═══ Selected extract ═══

You could say that God could simply focus on the inherent attractiveness or life-givingness or the like of all the good in his experience, but for God to really experience what we do, God can't escape by shifting his awareness to what is positive. Could God take a break from tormenting the people in hell? (They sleep, perhaps?) But they would continue to have illegitimate hearts, dispositions that should not be. It is the awareness of "should not be" that is unbearable -- maybe Rawlette is right to some extent in saying that pain qualia are the qualia of "ought-not-to-be-ness". Whatever is truly bad about pain, as an experience, is that we can't accept it. Completely acceptable pain is not "eternal conscious torment", but is more like the sting of tolerable hot peppers (for those who like to eat such things), or sore muscles after reasonable exercise. What is unbearable is that which ought not to be, and sin (violations of legitimacy) ought not to be.
Clearly God can put up with some illegitimacy and unbearable suffering -- quite a lot. He must have some kind of patience for that. Is that patience sufficient to endure an eternity of illegitimacy and/or unbearable suffering? If it is finite, no. The prolonged unacceptability will eventually outweigh whatever finite patience that he has. But what if it is infinite? If God has infinite patience, then in his eyes sin and suffering is acceptable. He never needs to get rid of it, can tolerate it forever. At no time would he be unable to let it be part of his reality. But by definition, what should not be is unacceptable. If it can't be accepted, then at some time or other, God (legitimacy) has to do the opposite of accept it -- make it cease to exist. So legitimacy contains in it the necessity to bring about a state in which there is no illegitimacy.
So God would have to end the situation of unbearable lack of justice versus unbearable tolerance of sin and suffering. How could he go about doing this? He could annihilate the people who are illegitimate (adjust his concern for justice downward). Or he could come to find acceptable their sins. But then why keep them in hell? (I tend to think that sin is sin only if it violates the unchanging nature of God, but I won't argue for that here.) So either way, God does not permit or ordain ECT.

═══ Source information ═══

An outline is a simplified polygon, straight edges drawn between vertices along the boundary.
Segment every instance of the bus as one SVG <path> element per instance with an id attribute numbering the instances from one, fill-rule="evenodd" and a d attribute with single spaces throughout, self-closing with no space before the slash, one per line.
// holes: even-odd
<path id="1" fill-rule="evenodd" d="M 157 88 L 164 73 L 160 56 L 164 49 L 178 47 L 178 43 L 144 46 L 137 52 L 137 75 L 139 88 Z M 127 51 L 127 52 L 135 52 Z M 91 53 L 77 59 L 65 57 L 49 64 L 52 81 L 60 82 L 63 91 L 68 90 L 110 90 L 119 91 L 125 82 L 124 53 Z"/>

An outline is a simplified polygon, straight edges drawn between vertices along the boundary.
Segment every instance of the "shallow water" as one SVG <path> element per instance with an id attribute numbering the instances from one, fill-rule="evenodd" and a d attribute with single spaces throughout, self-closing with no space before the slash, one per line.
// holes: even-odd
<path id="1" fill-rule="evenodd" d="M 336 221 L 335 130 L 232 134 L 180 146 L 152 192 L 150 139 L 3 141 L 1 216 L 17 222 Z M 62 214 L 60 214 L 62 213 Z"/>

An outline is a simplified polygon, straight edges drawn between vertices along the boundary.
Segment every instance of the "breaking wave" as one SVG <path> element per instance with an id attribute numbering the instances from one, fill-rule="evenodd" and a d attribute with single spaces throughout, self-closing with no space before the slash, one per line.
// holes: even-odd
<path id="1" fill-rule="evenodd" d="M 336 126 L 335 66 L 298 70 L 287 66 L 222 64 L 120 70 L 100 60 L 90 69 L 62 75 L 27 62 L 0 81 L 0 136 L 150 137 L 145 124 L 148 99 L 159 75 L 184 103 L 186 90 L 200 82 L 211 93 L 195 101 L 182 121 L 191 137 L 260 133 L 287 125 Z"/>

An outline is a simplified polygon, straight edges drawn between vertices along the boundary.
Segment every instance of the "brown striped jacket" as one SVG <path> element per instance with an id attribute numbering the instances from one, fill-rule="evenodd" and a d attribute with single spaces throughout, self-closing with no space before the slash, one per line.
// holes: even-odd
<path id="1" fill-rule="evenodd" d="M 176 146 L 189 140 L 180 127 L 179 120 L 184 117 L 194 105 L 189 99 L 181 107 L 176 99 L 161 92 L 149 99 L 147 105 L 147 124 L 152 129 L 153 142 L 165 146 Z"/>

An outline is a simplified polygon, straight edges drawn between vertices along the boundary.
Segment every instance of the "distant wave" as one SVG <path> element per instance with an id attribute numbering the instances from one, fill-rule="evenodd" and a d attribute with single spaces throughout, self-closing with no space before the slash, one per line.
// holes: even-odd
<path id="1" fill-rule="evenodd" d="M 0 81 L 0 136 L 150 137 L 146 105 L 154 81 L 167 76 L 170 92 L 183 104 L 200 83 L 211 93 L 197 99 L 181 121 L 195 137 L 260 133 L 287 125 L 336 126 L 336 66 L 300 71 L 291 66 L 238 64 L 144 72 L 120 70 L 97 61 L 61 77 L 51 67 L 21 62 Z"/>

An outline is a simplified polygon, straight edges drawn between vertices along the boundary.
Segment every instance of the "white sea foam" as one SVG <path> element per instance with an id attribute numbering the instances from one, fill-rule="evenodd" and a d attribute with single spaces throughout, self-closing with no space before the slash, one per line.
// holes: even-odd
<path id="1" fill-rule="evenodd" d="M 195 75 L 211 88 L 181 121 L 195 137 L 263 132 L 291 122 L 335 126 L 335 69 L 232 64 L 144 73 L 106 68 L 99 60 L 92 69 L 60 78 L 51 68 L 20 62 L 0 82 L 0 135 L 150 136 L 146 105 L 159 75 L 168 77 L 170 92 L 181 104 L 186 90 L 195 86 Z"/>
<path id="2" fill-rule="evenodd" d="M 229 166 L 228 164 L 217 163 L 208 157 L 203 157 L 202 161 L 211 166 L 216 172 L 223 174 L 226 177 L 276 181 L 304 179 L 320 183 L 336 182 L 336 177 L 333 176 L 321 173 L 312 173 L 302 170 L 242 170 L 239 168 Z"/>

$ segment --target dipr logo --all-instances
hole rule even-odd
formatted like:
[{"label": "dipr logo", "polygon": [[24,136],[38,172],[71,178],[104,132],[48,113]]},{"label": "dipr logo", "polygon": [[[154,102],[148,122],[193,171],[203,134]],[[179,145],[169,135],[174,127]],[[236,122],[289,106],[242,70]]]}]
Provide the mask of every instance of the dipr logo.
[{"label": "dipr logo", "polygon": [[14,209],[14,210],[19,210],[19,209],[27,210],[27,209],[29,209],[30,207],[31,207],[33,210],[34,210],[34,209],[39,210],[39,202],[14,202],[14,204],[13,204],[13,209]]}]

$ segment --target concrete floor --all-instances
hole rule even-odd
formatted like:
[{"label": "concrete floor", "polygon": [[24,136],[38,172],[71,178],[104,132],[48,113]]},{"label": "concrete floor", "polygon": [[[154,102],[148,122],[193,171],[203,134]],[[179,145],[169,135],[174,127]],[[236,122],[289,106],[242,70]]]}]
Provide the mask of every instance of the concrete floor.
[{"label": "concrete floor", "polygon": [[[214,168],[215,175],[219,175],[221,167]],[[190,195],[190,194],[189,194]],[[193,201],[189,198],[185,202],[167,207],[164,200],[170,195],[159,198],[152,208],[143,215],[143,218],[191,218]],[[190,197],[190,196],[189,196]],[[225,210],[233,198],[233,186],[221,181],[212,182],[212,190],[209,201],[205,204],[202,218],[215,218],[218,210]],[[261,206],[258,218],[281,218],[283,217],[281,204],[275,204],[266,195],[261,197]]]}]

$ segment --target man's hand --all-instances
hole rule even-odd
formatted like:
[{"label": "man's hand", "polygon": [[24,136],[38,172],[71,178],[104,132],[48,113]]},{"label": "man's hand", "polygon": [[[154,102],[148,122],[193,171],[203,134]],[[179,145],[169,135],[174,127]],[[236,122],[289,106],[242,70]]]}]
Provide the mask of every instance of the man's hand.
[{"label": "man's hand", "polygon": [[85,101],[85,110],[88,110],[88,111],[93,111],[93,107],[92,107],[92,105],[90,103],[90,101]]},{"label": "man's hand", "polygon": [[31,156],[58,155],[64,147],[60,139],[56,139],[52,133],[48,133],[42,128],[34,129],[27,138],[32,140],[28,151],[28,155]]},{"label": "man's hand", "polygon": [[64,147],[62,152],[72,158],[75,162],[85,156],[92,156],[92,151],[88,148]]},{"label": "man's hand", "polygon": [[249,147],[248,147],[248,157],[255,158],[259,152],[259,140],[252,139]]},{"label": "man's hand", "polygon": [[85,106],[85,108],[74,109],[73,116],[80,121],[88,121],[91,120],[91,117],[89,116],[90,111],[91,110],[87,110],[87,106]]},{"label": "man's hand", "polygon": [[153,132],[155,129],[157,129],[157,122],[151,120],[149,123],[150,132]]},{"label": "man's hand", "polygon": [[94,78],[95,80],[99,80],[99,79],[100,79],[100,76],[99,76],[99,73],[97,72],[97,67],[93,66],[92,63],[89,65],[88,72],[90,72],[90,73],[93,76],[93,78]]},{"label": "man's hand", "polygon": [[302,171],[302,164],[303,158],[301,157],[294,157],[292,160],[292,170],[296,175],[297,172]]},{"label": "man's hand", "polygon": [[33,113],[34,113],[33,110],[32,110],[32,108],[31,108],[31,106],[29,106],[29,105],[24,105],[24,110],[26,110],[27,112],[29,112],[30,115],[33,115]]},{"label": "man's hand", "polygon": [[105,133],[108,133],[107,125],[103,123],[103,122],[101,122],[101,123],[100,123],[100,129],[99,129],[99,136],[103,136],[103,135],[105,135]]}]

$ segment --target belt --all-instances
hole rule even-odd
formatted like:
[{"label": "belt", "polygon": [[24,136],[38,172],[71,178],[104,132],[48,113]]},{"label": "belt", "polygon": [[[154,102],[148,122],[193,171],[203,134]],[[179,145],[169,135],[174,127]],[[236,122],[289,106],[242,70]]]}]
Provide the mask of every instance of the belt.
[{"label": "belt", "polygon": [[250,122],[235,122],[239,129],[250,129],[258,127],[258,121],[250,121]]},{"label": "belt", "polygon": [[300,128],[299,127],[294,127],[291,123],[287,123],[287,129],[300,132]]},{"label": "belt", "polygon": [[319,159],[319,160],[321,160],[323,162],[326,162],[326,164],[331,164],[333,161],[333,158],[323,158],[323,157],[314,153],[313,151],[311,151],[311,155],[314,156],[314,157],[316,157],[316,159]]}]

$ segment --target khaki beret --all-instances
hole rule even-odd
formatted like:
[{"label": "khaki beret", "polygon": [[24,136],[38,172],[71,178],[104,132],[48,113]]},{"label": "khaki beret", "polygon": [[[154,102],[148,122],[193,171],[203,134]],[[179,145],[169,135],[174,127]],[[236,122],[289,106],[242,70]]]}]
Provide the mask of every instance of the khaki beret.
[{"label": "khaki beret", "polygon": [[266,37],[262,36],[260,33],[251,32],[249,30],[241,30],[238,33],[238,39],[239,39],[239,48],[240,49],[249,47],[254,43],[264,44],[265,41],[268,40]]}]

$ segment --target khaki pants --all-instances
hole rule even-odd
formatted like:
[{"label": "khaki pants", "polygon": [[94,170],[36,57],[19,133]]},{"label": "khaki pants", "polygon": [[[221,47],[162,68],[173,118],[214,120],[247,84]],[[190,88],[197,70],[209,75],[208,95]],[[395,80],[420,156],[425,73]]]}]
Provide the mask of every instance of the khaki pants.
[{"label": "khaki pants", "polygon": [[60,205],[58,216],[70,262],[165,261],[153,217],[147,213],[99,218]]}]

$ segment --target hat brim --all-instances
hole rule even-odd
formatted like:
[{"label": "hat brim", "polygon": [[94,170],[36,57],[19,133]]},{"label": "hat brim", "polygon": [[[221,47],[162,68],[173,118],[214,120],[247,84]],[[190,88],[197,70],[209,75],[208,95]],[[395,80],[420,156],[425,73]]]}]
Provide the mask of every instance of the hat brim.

═══

• [Required action 1]
Answer these questions from the passage on eternal conscious torment:
(a) What two examples does it give of completely acceptable pain?
(b) What does it say happens if God's patience is finite?
(c) What two ways does it name for God to end the situation?
• [Required action 2] Retype the passage on eternal conscious torment, starting at "Clearly God can" and ending at "is no illegitimacy.".
• [Required action 3] Rewrite the paragraph of the passage on eternal conscious torment that begins "Clearly God can put up with" in fewer words, keeping its main points.
The items are separate material and are not part of the passage on eternal conscious torment.

• [Task response 1]
(a) The sting of tolerable hot peppers (for those who like to eat such things) and sore muscles after reasonable exercise.
(b) Finite patience cannot endure an eternity of illegitimacy and/or unbearable suffering, because the prolonged unacceptability will eventually outweigh it.
(c) He could annihilate the people who are illegitimate, or he could come to find their sins acceptable.

• [Task response 2]
Clearly God can put up with some illegitimacy and unbearable suffering -- quite a lot. He must have some kind of patience for that. Is that patience sufficient to endure an eternity of illegitimacy and/or unbearable suffering? If it is finite, no. The prolonged unacceptability will eventually outweigh whatever finite patience that he has. But what if it is infinite? If God has infinite patience, then in his eyes sin and suffering is acceptable. He never needs to get rid of it, can tolerate it forever. At no time would he be unable to let it be part of his reality. But by definition, what should not be is unacceptable. If it can't be accepted, then at some time or other, God (legitimacy) has to do the opposite of accept it -- make it cease to exist. So legitimacy contains in it the necessity to bring about a state in which there is no illegitimacy.

• [Task response 3] God can tolerate a good deal of illegitimacy and unbearable suffering, so he must have some patience for it. Finite patience could not last through an eternity of it, since the prolonged unacceptability would eventually outweigh that patience. Infinite patience would make sin and suffering acceptable in his eyes, something he could tolerate forever. But what should not be is by definition unacceptable, so at some point God (legitimacy) must make it cease to exist. Legitimacy therefore contains the necessity of bringing about a state with no illegitimacy.